> Short exercise:
Repeat the listing exactly as given, omitting every image.

>>>>>

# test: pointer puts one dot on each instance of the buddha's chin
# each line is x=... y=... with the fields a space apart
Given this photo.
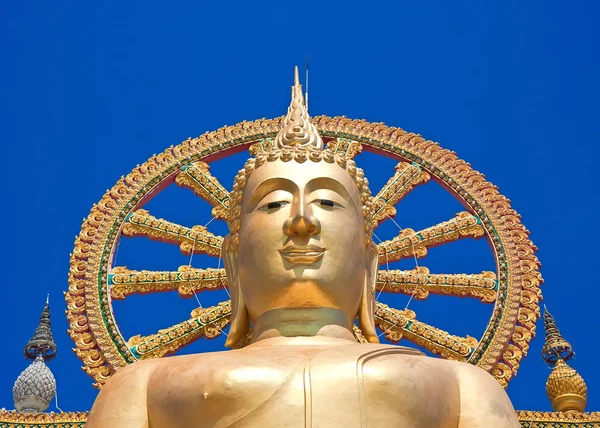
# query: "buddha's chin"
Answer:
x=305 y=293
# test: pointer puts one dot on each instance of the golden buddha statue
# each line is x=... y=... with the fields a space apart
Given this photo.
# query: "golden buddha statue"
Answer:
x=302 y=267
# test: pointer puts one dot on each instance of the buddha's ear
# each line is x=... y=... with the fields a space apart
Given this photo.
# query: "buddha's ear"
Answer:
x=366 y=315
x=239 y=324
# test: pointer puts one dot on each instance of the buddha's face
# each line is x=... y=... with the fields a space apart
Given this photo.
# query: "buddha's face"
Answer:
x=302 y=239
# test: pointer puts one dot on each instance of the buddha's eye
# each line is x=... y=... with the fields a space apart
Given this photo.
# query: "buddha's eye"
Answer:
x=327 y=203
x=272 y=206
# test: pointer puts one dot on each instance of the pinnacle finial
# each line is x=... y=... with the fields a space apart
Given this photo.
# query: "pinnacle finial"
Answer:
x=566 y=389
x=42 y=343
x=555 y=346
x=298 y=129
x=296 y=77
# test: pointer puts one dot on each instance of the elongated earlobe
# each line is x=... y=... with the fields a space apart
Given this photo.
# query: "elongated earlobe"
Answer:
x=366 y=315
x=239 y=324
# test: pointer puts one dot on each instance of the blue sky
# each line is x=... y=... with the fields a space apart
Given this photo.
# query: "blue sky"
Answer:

<<<<<

> Response for this exercise:
# test: pointer puts one dot on each instance of the buddha's chin
# each line is x=... y=... with the fields a space apart
Given this photo.
# query: "buddha's chin"
Answer:
x=305 y=293
# test: pointer puts one dot on each instance of the golden buddha statue
# each line is x=... y=... with the fields a space apart
Given this photo.
# query: "golden buddha statue"
Answer:
x=302 y=267
# test: pointer puts one dot on each instance of the buddha's ear
# each line is x=... y=... with the fields a space apart
Given this photo.
# query: "buddha's ear"
Answer:
x=366 y=315
x=239 y=324
# test: pointer puts one dot on each instance of the buddha's face
# each line is x=... y=... with the fields a space apart
Given this photo.
# query: "buddha's face"
Answer:
x=302 y=239
# test: pointer puts one dot on each instance of the buddha's eye
# each line is x=... y=... with the fields a space apart
Given this photo.
# query: "buddha's eye"
Answer:
x=327 y=203
x=272 y=206
# test: pointer puts one dot on each instance of the pinnacle finial
# each line is x=... y=... with the fields a space apart
Given this photo.
# query: "pinnacle finial"
Answer:
x=566 y=389
x=42 y=343
x=555 y=346
x=298 y=129
x=296 y=77
# test: pointer puts one dot on each instance of the elongated earlobe
# each line is x=... y=... with the fields a space apart
Given this photo.
# query: "elongated earlobe"
Answer:
x=366 y=315
x=239 y=324
# test: pointer puts one dot on each instance of the blue sky
# each line is x=... y=... with the fields a space apart
Given this photo.
# query: "blue sky"
Answer:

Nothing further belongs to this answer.